The Monkees Greatest Hits is the first greatest hits compilation album by the Monkees, issued by Colgems in June 1969.

Background
After an unsuccessful movie, Head, from the previous winter, RCA Records attempted to revive interest in the Monkees which was waning, but to no avail. The band was now down to a trio after the departure of Peter Tork, and The Monkees Greatest Hits climbed to number 89 on the Billboard album charts before disappearing.

It is also the only original Monkees album  not to feature any photographs of the group either on the front or back covers.

Despite the "greatest hits" title, many of the tracks chosen were either favorite songs from the TV show or "deep cuts" from the albums. Absent are "(Theme from) The Monkees" and "For Pete's Sake," the latter of which is the second season's closing theme.

All of the A-sides to the band's first six singles were chosen. The Pisces, Aquarius, Capricorn & Jones Ltd. stereo mix of "Pleasant Valley Sunday" was included instead of the single mono mix.  This first compilation also featured the LP debut, as well as the stereo debut, of "A Little Bit Me, a Little Bit You" without handclaps and with Davy Jones singing "Oh girl, oh girl" during the instrumental section which is not present in the mono single version.

Of the eight remaining tracks, "(I'm Not Your) Steppin' Stone" was a very popular B-side. "Randy Scouse Git" was issued as a single in UK and reached #2 on the UK Singles Chart (as "Alternate Title"). "She" was released in Mexico and "Shades Of Gray" in the Philippines; however, they did not do as well as Mexico's number one, "(Look Out) Here Comes Tomorrow" or Australia's chart topper, "(Theme From) The Monkees," neither of which appear on this  package.
____________
Written exercise 1
Duplicate verbatim the portion of the text on The Monkees Greatest Hits from "The Monkees Greatest Hits is" up to and including "or back covers.".

Given data
____________
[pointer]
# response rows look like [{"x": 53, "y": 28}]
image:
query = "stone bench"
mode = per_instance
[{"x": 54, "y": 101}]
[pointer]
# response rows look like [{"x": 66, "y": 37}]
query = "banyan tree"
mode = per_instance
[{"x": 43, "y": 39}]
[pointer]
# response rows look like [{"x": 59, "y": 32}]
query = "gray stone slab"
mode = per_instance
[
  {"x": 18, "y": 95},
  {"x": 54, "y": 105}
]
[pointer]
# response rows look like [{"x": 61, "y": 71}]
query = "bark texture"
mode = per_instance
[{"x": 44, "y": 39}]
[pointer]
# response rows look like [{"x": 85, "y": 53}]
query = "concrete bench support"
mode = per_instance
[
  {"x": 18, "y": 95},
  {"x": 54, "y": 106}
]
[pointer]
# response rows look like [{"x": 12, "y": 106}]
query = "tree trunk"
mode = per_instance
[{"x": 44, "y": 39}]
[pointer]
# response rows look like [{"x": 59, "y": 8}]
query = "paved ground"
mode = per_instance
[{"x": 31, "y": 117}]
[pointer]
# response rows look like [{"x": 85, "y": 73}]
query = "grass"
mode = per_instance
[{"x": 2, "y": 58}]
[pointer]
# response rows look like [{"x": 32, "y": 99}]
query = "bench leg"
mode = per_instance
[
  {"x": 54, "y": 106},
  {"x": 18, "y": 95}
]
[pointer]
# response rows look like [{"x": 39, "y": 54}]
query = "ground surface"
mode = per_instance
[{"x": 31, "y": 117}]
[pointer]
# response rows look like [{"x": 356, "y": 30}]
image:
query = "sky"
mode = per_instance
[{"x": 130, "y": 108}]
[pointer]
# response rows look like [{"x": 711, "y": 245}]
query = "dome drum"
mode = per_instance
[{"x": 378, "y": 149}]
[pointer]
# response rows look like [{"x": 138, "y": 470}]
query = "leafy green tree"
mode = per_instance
____________
Written exercise 2
Set down every one of the entries above verbatim, from the first through the last.

Output 1
The Monkees Greatest Hits is the first greatest hits compilation album by the Monkees, issued by Colgems in June 1969.

Background
After an unsuccessful movie, Head, from the previous winter, RCA Records attempted to revive interest in the Monkees which was waning, but to no avail. The band was now down to a trio after the departure of Peter Tork, and The Monkees Greatest Hits climbed to number 89 on the Billboard album charts before disappearing.

It is also the only original Monkees album  not to feature any photographs of the group either on the front or back covers.

Output 2
[pointer]
# response rows look like [{"x": 53, "y": 28}]
image:
query = "stone bench"
mode = per_instance
[{"x": 54, "y": 101}]
[pointer]
# response rows look like [{"x": 66, "y": 37}]
query = "banyan tree"
mode = per_instance
[{"x": 43, "y": 39}]
[pointer]
# response rows look like [{"x": 59, "y": 32}]
query = "gray stone slab"
mode = per_instance
[
  {"x": 18, "y": 95},
  {"x": 54, "y": 105}
]
[pointer]
# response rows look like [{"x": 61, "y": 71}]
query = "bark texture"
mode = per_instance
[{"x": 44, "y": 39}]
[pointer]
# response rows look like [{"x": 85, "y": 53}]
query = "concrete bench support"
mode = per_instance
[
  {"x": 18, "y": 95},
  {"x": 54, "y": 106}
]
[pointer]
# response rows look like [{"x": 12, "y": 106}]
query = "tree trunk"
mode = per_instance
[{"x": 44, "y": 39}]
[pointer]
# response rows look like [{"x": 59, "y": 8}]
query = "paved ground"
mode = per_instance
[{"x": 31, "y": 117}]
[pointer]
# response rows look like [{"x": 85, "y": 73}]
query = "grass"
mode = per_instance
[{"x": 2, "y": 58}]
[pointer]
# response rows look like [{"x": 32, "y": 99}]
query = "bench leg"
mode = per_instance
[
  {"x": 54, "y": 106},
  {"x": 18, "y": 95}
]
[pointer]
# response rows look like [{"x": 39, "y": 54}]
query = "ground surface"
mode = per_instance
[{"x": 31, "y": 117}]
[pointer]
# response rows look like [{"x": 356, "y": 30}]
image:
query = "sky"
mode = per_instance
[{"x": 130, "y": 108}]
[pointer]
# response rows look like [{"x": 711, "y": 245}]
query = "dome drum"
mode = per_instance
[{"x": 378, "y": 149}]
[pointer]
# response rows look like [{"x": 138, "y": 470}]
query = "leafy green tree"
mode = per_instance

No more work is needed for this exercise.